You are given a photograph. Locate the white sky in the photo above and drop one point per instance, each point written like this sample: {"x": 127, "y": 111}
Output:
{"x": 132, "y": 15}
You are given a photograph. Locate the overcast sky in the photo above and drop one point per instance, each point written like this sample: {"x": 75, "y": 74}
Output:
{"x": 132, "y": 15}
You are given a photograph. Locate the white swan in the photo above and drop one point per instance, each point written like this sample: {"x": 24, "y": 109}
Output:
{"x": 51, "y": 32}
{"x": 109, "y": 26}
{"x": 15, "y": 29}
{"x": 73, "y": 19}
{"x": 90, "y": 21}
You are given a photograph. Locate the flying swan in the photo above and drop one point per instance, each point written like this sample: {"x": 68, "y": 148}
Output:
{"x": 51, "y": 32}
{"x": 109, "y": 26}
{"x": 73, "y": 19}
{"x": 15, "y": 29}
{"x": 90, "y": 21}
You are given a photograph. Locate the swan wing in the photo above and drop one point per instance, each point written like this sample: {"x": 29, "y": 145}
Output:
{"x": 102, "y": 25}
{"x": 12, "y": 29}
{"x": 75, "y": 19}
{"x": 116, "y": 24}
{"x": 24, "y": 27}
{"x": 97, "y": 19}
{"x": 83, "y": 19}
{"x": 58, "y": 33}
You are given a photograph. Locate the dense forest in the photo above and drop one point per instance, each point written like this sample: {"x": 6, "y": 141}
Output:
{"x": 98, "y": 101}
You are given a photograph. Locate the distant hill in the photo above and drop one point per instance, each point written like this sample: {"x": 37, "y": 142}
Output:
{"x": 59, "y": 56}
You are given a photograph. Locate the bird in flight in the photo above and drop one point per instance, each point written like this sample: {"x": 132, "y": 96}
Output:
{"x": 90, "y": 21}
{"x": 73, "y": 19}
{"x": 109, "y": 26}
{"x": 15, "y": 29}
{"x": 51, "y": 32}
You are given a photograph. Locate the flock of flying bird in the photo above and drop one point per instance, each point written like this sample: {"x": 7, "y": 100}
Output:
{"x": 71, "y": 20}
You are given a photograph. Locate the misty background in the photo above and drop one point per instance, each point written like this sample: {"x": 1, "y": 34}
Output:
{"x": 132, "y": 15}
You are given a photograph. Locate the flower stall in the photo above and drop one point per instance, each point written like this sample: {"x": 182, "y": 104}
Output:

—————

REQUIREMENT: Repeat all of the records above exactly as they appear.

TASK RESPONSE:
You are given a photograph. Locate the white sky in the photo above and drop one point per instance, each point written like this sample: {"x": 127, "y": 111}
Output:
{"x": 132, "y": 15}
You are given a photograph. Locate the overcast sky in the photo above and drop one point per instance, each point written like this sample: {"x": 75, "y": 74}
Output:
{"x": 132, "y": 15}
You are given a photograph. Locate the white swan in the photo above and drop one point per instance, each point written like this sample: {"x": 24, "y": 109}
Output:
{"x": 51, "y": 32}
{"x": 109, "y": 26}
{"x": 15, "y": 29}
{"x": 73, "y": 19}
{"x": 90, "y": 21}
You are given a photograph. Locate the flying swan in the photo above and drop one point per instance, each point written like this sample: {"x": 68, "y": 148}
Output:
{"x": 51, "y": 32}
{"x": 109, "y": 26}
{"x": 73, "y": 19}
{"x": 15, "y": 29}
{"x": 90, "y": 21}
You are given a photograph. Locate the swan wing in the photo above and drop one point per instance, each point written like this sample: {"x": 29, "y": 145}
Output:
{"x": 102, "y": 25}
{"x": 12, "y": 29}
{"x": 75, "y": 19}
{"x": 116, "y": 24}
{"x": 24, "y": 27}
{"x": 97, "y": 19}
{"x": 83, "y": 19}
{"x": 58, "y": 33}
You are given a photograph. Locate the dense forest in the photo above and drop one point per instance, each point written like this sample: {"x": 6, "y": 141}
Output:
{"x": 98, "y": 101}
You are given a photograph. Locate the distant hill in the photo above and drop one point per instance, each point written like this sample: {"x": 37, "y": 142}
Output:
{"x": 59, "y": 56}
You are given a photograph. Locate the bird in flight in the photo above and drop one point per instance, each point written like this sample: {"x": 132, "y": 96}
Output:
{"x": 90, "y": 21}
{"x": 73, "y": 19}
{"x": 109, "y": 26}
{"x": 15, "y": 29}
{"x": 51, "y": 32}
You are given a photograph. Locate the flock of flying bird in the photo above and drop one point per instance, each point written like this sample: {"x": 7, "y": 100}
Output:
{"x": 71, "y": 20}
You are given a photograph. Locate the misty background in the photo above and drop one point per instance, each point written like this sample: {"x": 1, "y": 34}
Output:
{"x": 132, "y": 15}
You are given a photograph. Locate the flower stall in the photo above and drop one point per instance, each point written like this sample: {"x": 182, "y": 104}
Output:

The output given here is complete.